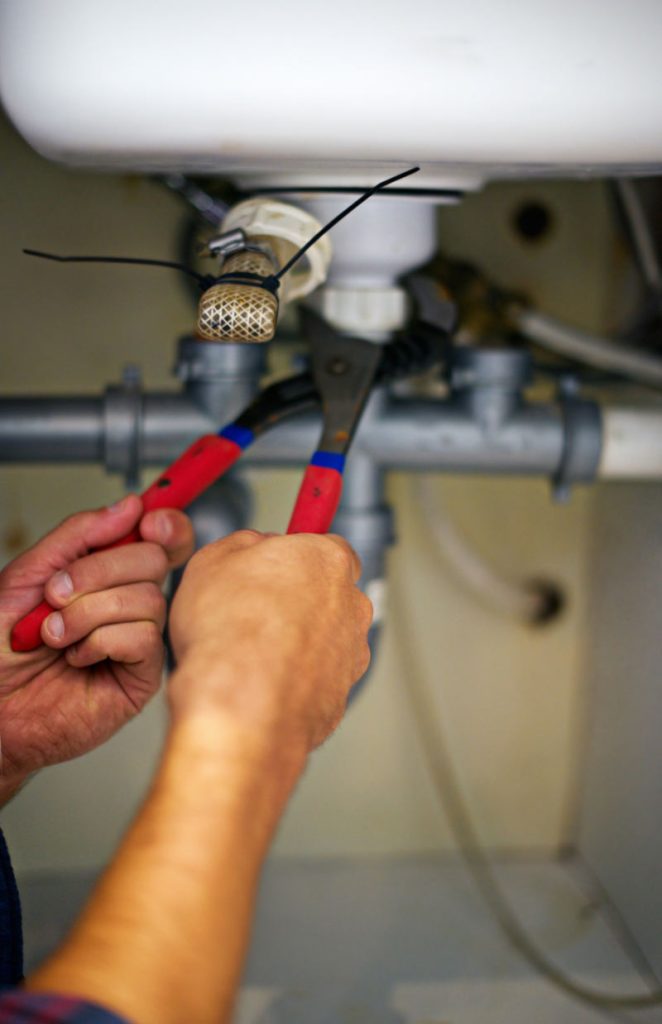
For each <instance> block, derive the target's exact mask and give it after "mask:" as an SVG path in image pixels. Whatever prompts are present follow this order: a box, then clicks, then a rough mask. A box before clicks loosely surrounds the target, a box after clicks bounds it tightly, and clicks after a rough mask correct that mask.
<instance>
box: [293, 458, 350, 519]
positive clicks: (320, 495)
mask: <svg viewBox="0 0 662 1024" xmlns="http://www.w3.org/2000/svg"><path fill="white" fill-rule="evenodd" d="M341 492H342V473H340V472H339V471H338V470H337V469H331V468H329V467H328V466H315V465H313V466H308V467H307V468H306V470H305V473H304V474H303V480H302V481H301V486H300V487H299V493H298V495H297V498H296V503H295V505H294V511H293V512H292V518H291V519H290V524H289V526H288V527H287V531H288V534H327V532H328V531H329V529H330V528H331V523H332V522H333V517H334V516H335V514H336V510H337V508H338V503H339V501H340V494H341Z"/></svg>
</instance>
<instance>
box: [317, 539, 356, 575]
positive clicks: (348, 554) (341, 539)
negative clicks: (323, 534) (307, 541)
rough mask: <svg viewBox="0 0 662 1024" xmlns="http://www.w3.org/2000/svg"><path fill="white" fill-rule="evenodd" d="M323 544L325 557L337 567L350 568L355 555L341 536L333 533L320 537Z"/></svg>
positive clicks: (354, 556)
mask: <svg viewBox="0 0 662 1024" xmlns="http://www.w3.org/2000/svg"><path fill="white" fill-rule="evenodd" d="M320 540H322V541H323V542H324V544H325V551H326V557H327V558H328V560H329V561H330V562H331V563H332V564H335V565H337V566H338V567H339V568H342V569H347V568H350V567H351V565H353V563H354V559H355V557H356V555H355V553H354V551H353V550H351V548H350V547H349V545H348V544H347V542H346V541H345V540H344V539H343V538H342V537H337V536H335V535H333V536H329V537H325V538H321V539H320Z"/></svg>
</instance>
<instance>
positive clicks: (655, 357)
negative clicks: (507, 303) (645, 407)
mask: <svg viewBox="0 0 662 1024" xmlns="http://www.w3.org/2000/svg"><path fill="white" fill-rule="evenodd" d="M512 322H513V324H514V326H515V327H516V328H518V330H520V331H521V332H522V334H523V335H524V336H525V337H526V338H529V340H530V341H535V342H536V343H537V344H538V345H542V346H543V347H544V348H548V349H549V350H550V351H552V352H555V353H556V354H558V355H566V356H569V357H570V358H573V359H578V360H579V361H580V362H588V364H589V365H590V366H591V367H596V368H597V369H598V370H609V371H611V372H612V373H619V374H624V375H625V376H626V377H631V378H632V379H633V380H636V381H640V382H642V383H643V384H652V385H655V386H656V387H659V386H660V385H662V359H660V358H658V356H656V355H649V353H648V352H640V351H636V350H634V349H630V348H626V347H625V346H624V345H620V344H617V343H616V342H614V341H610V340H609V339H608V338H601V337H598V336H597V335H593V334H589V333H588V332H586V331H580V330H578V329H577V328H573V327H569V326H568V325H567V324H562V323H561V321H557V319H555V318H554V317H553V316H547V315H546V314H545V313H540V312H538V311H537V310H535V309H529V308H527V307H516V308H514V309H513V310H512Z"/></svg>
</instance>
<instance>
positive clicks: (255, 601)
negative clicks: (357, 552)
mask: <svg viewBox="0 0 662 1024" xmlns="http://www.w3.org/2000/svg"><path fill="white" fill-rule="evenodd" d="M360 571H361V566H360V563H359V559H358V558H357V556H356V555H355V554H354V552H353V551H351V549H350V548H349V546H348V545H347V544H346V543H345V542H344V541H343V540H342V539H341V538H339V537H317V536H313V535H309V534H301V535H297V536H290V537H273V536H266V537H264V536H262V535H260V534H256V532H254V531H252V530H243V531H241V532H238V534H234V535H233V536H232V537H229V538H225V539H224V540H222V541H218V542H217V543H215V544H211V545H208V546H207V547H206V548H204V549H203V550H202V551H200V552H198V554H197V555H195V556H194V558H193V559H192V560H191V562H190V564H189V566H188V567H187V570H185V572H184V575H183V580H182V582H181V585H180V587H179V589H178V591H177V595H176V597H175V600H174V603H173V606H172V611H171V616H170V637H171V640H172V644H173V649H174V652H175V654H176V656H177V660H178V662H179V666H180V668H179V671H178V672H177V673H176V675H175V676H174V677H173V679H172V683H171V691H170V698H171V705H172V709H173V713H174V718H175V721H177V719H178V718H181V717H185V716H188V715H191V714H193V715H196V714H197V713H200V715H199V716H198V717H204V716H206V715H211V716H212V717H213V713H214V712H220V713H221V715H223V716H224V717H230V719H231V721H232V722H233V723H234V724H235V725H236V727H237V728H238V729H240V730H248V731H249V732H251V733H252V734H253V735H255V734H256V733H258V734H259V736H260V738H263V739H265V740H266V741H267V742H268V741H272V740H273V741H274V742H275V743H277V744H278V745H279V746H280V748H281V749H283V748H288V746H291V748H292V749H295V750H297V749H298V750H301V751H302V753H303V754H304V755H305V754H307V753H308V751H309V750H312V749H313V748H314V746H316V745H318V744H319V743H321V742H322V741H323V740H324V739H325V738H326V736H327V735H328V734H329V733H330V732H331V731H332V730H333V729H334V728H335V726H336V725H337V724H338V722H339V721H340V719H341V718H342V715H343V713H344V709H345V703H346V697H347V693H348V691H349V689H350V688H351V686H353V684H354V683H356V682H357V680H358V679H359V678H360V677H361V676H362V675H363V673H364V672H365V671H366V669H367V668H368V664H369V660H370V651H369V648H368V643H367V634H368V629H369V627H370V623H371V620H372V606H371V604H370V601H369V600H368V598H366V597H365V596H364V595H363V594H362V593H361V591H360V590H359V589H358V587H357V586H356V583H357V581H358V579H359V575H360Z"/></svg>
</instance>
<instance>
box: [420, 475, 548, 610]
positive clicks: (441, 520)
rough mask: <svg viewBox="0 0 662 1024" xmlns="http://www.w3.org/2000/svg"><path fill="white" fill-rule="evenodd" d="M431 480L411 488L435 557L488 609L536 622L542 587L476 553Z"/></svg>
mask: <svg viewBox="0 0 662 1024" xmlns="http://www.w3.org/2000/svg"><path fill="white" fill-rule="evenodd" d="M414 479H415V478H414ZM433 481H435V478H433V477H430V476H423V477H419V478H418V479H415V482H414V484H413V487H414V490H415V498H416V499H417V501H416V504H417V506H418V508H420V510H421V512H422V514H423V518H424V520H425V525H426V527H427V530H428V532H429V535H430V539H431V540H432V542H433V544H435V549H436V551H437V554H438V556H439V557H440V558H441V559H442V560H443V561H444V563H445V564H446V565H447V566H448V567H449V568H450V569H451V570H452V572H453V573H454V575H455V578H456V580H457V582H458V583H459V584H461V585H462V587H464V589H465V590H466V591H468V593H469V594H471V595H472V596H473V597H475V598H477V599H478V600H480V601H481V603H482V604H484V605H486V606H487V607H488V608H490V609H491V610H492V611H497V612H499V613H500V614H503V615H507V616H508V617H511V618H516V620H520V621H523V622H525V623H532V622H537V621H539V620H540V617H541V615H542V614H543V613H544V611H545V608H546V599H547V598H546V594H545V592H544V591H543V588H542V587H535V586H532V585H530V584H527V583H525V582H524V581H519V580H514V579H512V578H508V577H506V575H505V574H504V573H503V572H501V571H500V570H499V569H497V568H496V567H495V566H494V565H492V564H490V562H489V561H488V560H487V559H486V558H484V557H483V556H482V555H480V554H479V553H478V552H477V551H475V549H474V548H472V547H471V546H470V545H469V544H468V542H467V541H466V540H465V539H464V538H463V537H462V535H461V532H460V531H459V530H458V529H457V527H456V526H455V525H454V523H453V522H452V521H451V519H450V518H449V516H448V514H447V513H446V510H445V509H444V507H443V506H442V505H441V503H440V502H439V500H438V498H437V496H436V494H435V487H433Z"/></svg>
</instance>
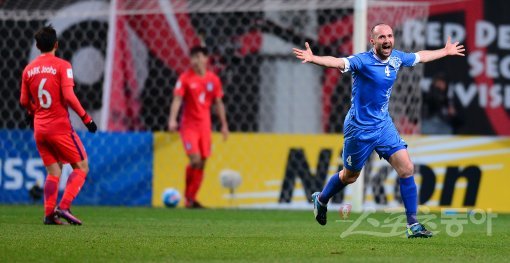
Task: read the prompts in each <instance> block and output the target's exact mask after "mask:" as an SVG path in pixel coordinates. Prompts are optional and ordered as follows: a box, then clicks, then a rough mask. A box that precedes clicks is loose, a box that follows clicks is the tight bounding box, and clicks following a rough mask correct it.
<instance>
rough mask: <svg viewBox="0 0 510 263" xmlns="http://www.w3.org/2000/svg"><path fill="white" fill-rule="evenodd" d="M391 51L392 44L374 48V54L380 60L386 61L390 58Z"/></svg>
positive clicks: (391, 49) (381, 44)
mask: <svg viewBox="0 0 510 263" xmlns="http://www.w3.org/2000/svg"><path fill="white" fill-rule="evenodd" d="M392 51H393V44H392V43H387V44H381V45H378V46H376V48H375V52H376V54H377V56H378V57H379V58H380V59H382V60H386V59H388V58H389V57H390V55H391V52H392Z"/></svg>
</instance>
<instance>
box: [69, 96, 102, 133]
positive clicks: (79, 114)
mask: <svg viewBox="0 0 510 263" xmlns="http://www.w3.org/2000/svg"><path fill="white" fill-rule="evenodd" d="M62 95H64V99H65V101H66V102H67V104H68V105H69V106H70V107H71V109H73V110H74V112H76V114H78V116H80V118H81V120H82V121H83V124H85V126H86V127H87V129H88V130H89V132H91V133H94V132H96V131H97V125H96V123H95V122H94V120H92V117H90V115H88V114H87V112H86V111H85V110H84V109H83V107H82V106H81V103H80V101H79V100H78V98H76V95H75V94H74V90H73V86H65V87H62Z"/></svg>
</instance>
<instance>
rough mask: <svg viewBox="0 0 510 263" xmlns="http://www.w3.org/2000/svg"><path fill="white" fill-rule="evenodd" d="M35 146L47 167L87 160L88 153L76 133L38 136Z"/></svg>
mask: <svg viewBox="0 0 510 263" xmlns="http://www.w3.org/2000/svg"><path fill="white" fill-rule="evenodd" d="M35 144H36V145H37V149H38V150H39V155H41V158H42V159H43V163H44V165H45V166H48V165H50V164H54V163H57V162H60V163H77V162H80V161H83V160H85V159H87V153H86V152H85V148H83V144H82V143H81V140H80V137H78V135H77V134H76V132H74V131H73V132H71V133H69V134H53V135H51V134H36V135H35Z"/></svg>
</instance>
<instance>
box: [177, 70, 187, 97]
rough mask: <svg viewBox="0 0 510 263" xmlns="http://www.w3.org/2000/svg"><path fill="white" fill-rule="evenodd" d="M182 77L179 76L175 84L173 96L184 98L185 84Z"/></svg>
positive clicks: (183, 78)
mask: <svg viewBox="0 0 510 263" xmlns="http://www.w3.org/2000/svg"><path fill="white" fill-rule="evenodd" d="M185 80H186V79H185V78H184V76H183V75H181V76H179V79H178V80H177V82H176V83H175V88H174V96H179V97H184V94H186V82H185Z"/></svg>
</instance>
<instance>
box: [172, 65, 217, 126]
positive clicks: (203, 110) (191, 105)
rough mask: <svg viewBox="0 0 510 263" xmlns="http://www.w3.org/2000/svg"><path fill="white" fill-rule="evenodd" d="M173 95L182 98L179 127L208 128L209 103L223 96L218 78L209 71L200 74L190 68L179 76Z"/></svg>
mask: <svg viewBox="0 0 510 263" xmlns="http://www.w3.org/2000/svg"><path fill="white" fill-rule="evenodd" d="M174 96H181V97H182V98H183V110H182V120H181V121H182V123H181V128H183V127H184V128H187V127H190V126H195V127H196V126H200V127H205V128H208V129H210V127H211V105H212V103H213V102H214V101H215V99H217V98H222V97H223V88H222V86H221V81H220V78H219V77H218V76H217V75H216V74H214V73H213V72H211V71H206V73H205V75H204V76H200V75H198V74H196V73H195V71H193V70H192V69H189V70H187V71H186V72H184V73H182V74H181V75H180V76H179V80H178V81H177V83H176V85H175V89H174Z"/></svg>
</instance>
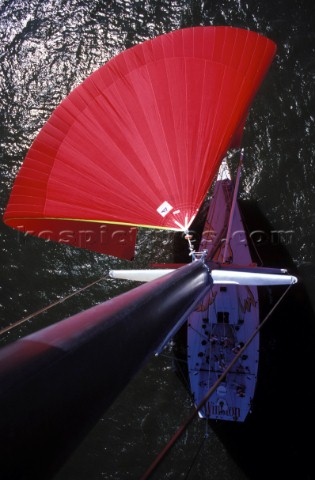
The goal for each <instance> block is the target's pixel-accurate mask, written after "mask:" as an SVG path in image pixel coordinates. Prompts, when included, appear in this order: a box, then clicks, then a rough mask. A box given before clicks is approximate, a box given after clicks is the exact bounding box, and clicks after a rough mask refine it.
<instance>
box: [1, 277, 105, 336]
mask: <svg viewBox="0 0 315 480" xmlns="http://www.w3.org/2000/svg"><path fill="white" fill-rule="evenodd" d="M106 278H108V277H107V276H103V277H100V278H98V279H97V280H94V281H93V282H91V283H89V284H88V285H85V287H82V288H79V289H78V290H75V291H74V292H72V293H70V294H69V295H66V296H65V297H63V298H60V299H59V300H56V301H55V302H52V303H50V304H49V305H47V306H46V307H43V308H41V309H40V310H37V311H36V312H33V313H31V314H30V315H28V316H27V317H23V318H21V319H20V320H18V321H17V322H14V323H12V324H11V325H8V326H7V327H4V328H2V329H1V330H0V335H3V334H4V333H6V332H8V331H9V330H12V329H13V328H15V327H18V326H19V325H22V323H25V322H27V321H28V320H31V319H32V318H34V317H36V316H37V315H39V314H40V313H44V312H46V311H47V310H49V309H50V308H52V307H55V306H56V305H58V304H59V303H62V302H64V301H65V300H68V299H69V298H71V297H73V296H74V295H77V294H78V293H81V292H83V290H86V289H88V288H90V287H92V286H93V285H95V284H96V283H99V282H101V281H102V280H105V279H106Z"/></svg>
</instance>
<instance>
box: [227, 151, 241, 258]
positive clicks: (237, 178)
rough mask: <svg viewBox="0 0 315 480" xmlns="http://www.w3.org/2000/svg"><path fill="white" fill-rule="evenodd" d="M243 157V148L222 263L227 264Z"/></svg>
mask: <svg viewBox="0 0 315 480" xmlns="http://www.w3.org/2000/svg"><path fill="white" fill-rule="evenodd" d="M243 155H244V149H243V148H242V150H241V154H240V162H239V165H238V168H237V174H236V180H235V186H234V192H233V200H232V205H231V212H230V217H229V224H228V230H227V234H226V240H225V246H224V252H223V259H222V263H225V262H226V257H227V252H228V248H229V243H230V239H231V229H232V223H233V216H234V212H235V205H236V202H237V195H238V189H239V184H240V177H241V170H242V165H243Z"/></svg>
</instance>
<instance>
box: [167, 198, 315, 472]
mask: <svg viewBox="0 0 315 480" xmlns="http://www.w3.org/2000/svg"><path fill="white" fill-rule="evenodd" d="M240 208H241V211H242V216H243V218H244V219H245V221H246V222H245V223H246V226H247V229H248V231H249V232H258V231H259V232H264V235H263V236H262V235H260V236H256V240H257V241H256V242H255V243H254V249H255V252H254V251H253V252H252V253H253V258H254V259H255V258H257V254H258V255H259V258H260V259H261V260H262V262H263V266H269V267H279V266H281V267H284V268H287V269H288V270H289V271H290V273H292V274H295V275H297V276H298V278H299V282H298V284H296V285H294V287H293V288H291V290H290V292H289V293H288V294H287V295H286V297H285V298H284V300H283V301H282V302H281V303H280V305H279V306H278V307H277V308H276V309H275V311H274V312H273V313H272V315H271V316H270V318H269V320H268V321H267V323H266V325H264V327H263V328H262V330H261V332H260V358H259V368H258V378H257V386H256V391H255V397H254V399H253V407H252V411H251V413H250V414H249V415H248V416H247V418H246V420H245V422H227V421H214V420H210V421H209V425H210V427H211V429H212V430H213V432H214V433H215V434H216V435H217V436H218V438H219V439H220V440H221V442H222V443H223V445H224V447H225V448H226V449H227V451H228V453H229V455H230V456H231V458H232V459H233V460H234V461H235V462H236V463H237V464H238V466H239V467H240V468H241V469H242V470H243V472H244V474H245V475H247V476H248V478H250V479H253V480H258V479H265V478H268V479H270V478H299V479H300V480H304V479H305V480H310V479H312V478H314V475H313V473H312V472H313V465H312V464H313V460H312V455H313V448H312V443H311V442H310V440H309V436H310V435H311V434H312V430H313V426H314V412H313V407H312V399H311V398H312V397H311V392H312V391H313V389H314V383H315V377H314V371H315V362H314V354H313V350H314V346H315V328H314V326H315V321H314V320H315V317H314V312H313V309H312V305H311V302H310V299H309V296H308V293H307V291H306V287H305V285H304V282H303V278H301V276H300V275H299V272H298V271H297V269H296V267H295V265H294V263H293V261H292V258H291V257H290V255H289V253H288V250H287V248H286V246H285V245H284V244H282V243H281V242H280V241H277V242H275V241H274V239H272V238H271V236H270V235H268V232H272V231H273V229H272V227H271V225H270V224H269V223H268V221H267V219H266V218H265V217H264V216H263V214H262V212H261V211H260V209H259V207H258V205H257V204H256V203H254V202H248V201H242V202H240ZM205 211H206V209H205V210H203V209H202V211H201V215H200V216H199V217H198V218H197V219H196V222H195V224H194V226H193V229H194V231H195V235H196V239H197V240H196V242H197V243H198V238H199V236H200V233H201V231H202V230H201V228H202V217H203V215H204V212H205ZM272 240H273V241H272ZM182 243H183V240H182V239H181V238H180V237H179V236H178V237H177V238H176V240H175V242H174V244H175V245H174V256H175V259H174V260H175V261H178V262H179V261H185V258H183V257H182V253H181V252H182V251H183V250H182V248H181V246H182ZM285 288H286V287H259V299H260V318H261V321H262V320H263V319H264V318H265V316H266V315H267V314H268V312H269V311H270V309H271V308H272V306H273V305H274V304H275V303H276V301H277V300H278V299H279V298H280V296H281V295H282V293H283V292H284V290H285ZM186 332H187V327H186V325H184V327H183V328H182V329H181V331H180V332H179V333H178V334H177V336H176V338H175V345H174V353H175V356H176V357H177V358H178V359H179V360H182V359H183V356H184V355H185V345H186ZM183 365H184V363H183V362H181V361H179V362H176V369H177V372H178V374H179V376H180V377H181V378H186V379H187V377H188V374H187V369H186V368H185V367H183Z"/></svg>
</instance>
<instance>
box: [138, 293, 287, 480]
mask: <svg viewBox="0 0 315 480" xmlns="http://www.w3.org/2000/svg"><path fill="white" fill-rule="evenodd" d="M291 287H292V284H290V285H289V286H288V288H287V289H286V290H285V291H284V292H283V294H282V295H281V297H280V298H279V299H278V300H277V302H276V303H275V304H274V306H273V307H272V308H271V309H270V310H269V312H268V313H267V315H266V316H265V318H264V319H263V320H262V322H261V323H260V324H259V325H258V327H257V328H256V330H255V331H254V332H253V333H252V335H251V336H250V338H249V339H248V340H247V341H246V343H245V344H244V345H243V347H242V348H241V349H240V350H239V352H238V353H237V354H236V355H235V357H234V358H233V360H232V361H231V363H230V364H229V365H228V366H227V368H226V369H225V370H224V372H223V373H222V375H221V376H220V377H219V378H218V379H217V381H216V382H215V383H214V384H213V385H212V387H211V388H210V390H208V392H207V393H206V395H205V396H204V397H203V399H202V400H201V401H200V403H199V404H198V405H197V406H196V407H195V408H194V410H193V412H192V413H191V414H190V415H189V417H188V418H187V419H186V420H185V422H184V423H183V424H182V425H181V426H180V427H179V428H178V430H177V431H176V432H175V434H174V435H173V436H172V438H171V439H170V440H169V442H168V443H167V444H166V446H165V447H164V449H163V450H162V451H161V452H160V453H159V454H158V456H157V457H156V458H155V460H154V461H153V462H152V464H151V465H150V466H149V468H148V469H147V471H146V472H145V473H144V475H143V476H142V477H141V478H140V480H148V478H150V476H151V474H152V473H153V472H154V471H155V469H156V468H157V466H158V465H159V464H160V463H161V461H162V460H163V458H164V457H165V456H166V454H167V453H168V452H169V451H170V450H171V448H172V447H173V446H174V445H175V443H176V441H177V440H178V439H179V438H180V437H181V436H182V434H183V433H184V431H185V430H186V428H187V427H188V426H189V425H190V423H191V422H192V421H193V420H194V418H195V417H196V415H197V414H198V412H199V410H200V409H201V408H202V407H203V406H204V405H205V404H206V402H207V401H208V400H209V398H210V397H211V395H212V394H213V393H214V392H215V390H216V389H217V388H218V386H219V385H220V383H221V382H222V381H223V379H224V378H225V376H226V374H227V373H228V372H229V371H230V370H231V369H232V367H233V366H234V364H235V363H236V362H237V360H238V359H239V358H240V356H241V355H243V353H244V351H245V350H246V348H247V347H248V346H249V345H250V343H251V342H252V341H253V339H254V338H255V336H256V335H257V333H258V332H259V331H260V330H261V328H262V327H263V326H264V325H265V323H266V322H267V320H268V319H269V317H270V316H271V315H272V313H273V312H274V310H275V309H276V308H277V306H278V305H279V304H280V303H281V301H282V300H283V298H284V297H285V295H286V294H287V293H288V291H289V290H290V288H291Z"/></svg>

★ ★ ★

Copy the items above from their start through the line with "positive clicks: (320, 495)", replacing every "clicks" with "points" and leaving everything else as it is. Omit the picture.

## Response
For each <instance> block, derive the target's exact mask and give it after "mask:" as an SVG path in image pixels. Whatever prompts are present follow this order: a box, then points, then a rough mask. A box before points loosely surrounds the target, a box after points bounds it tightly, and points after a rough mask correct that mask.
<instance>
box: [293, 458, 350, 519]
positive points: (320, 495)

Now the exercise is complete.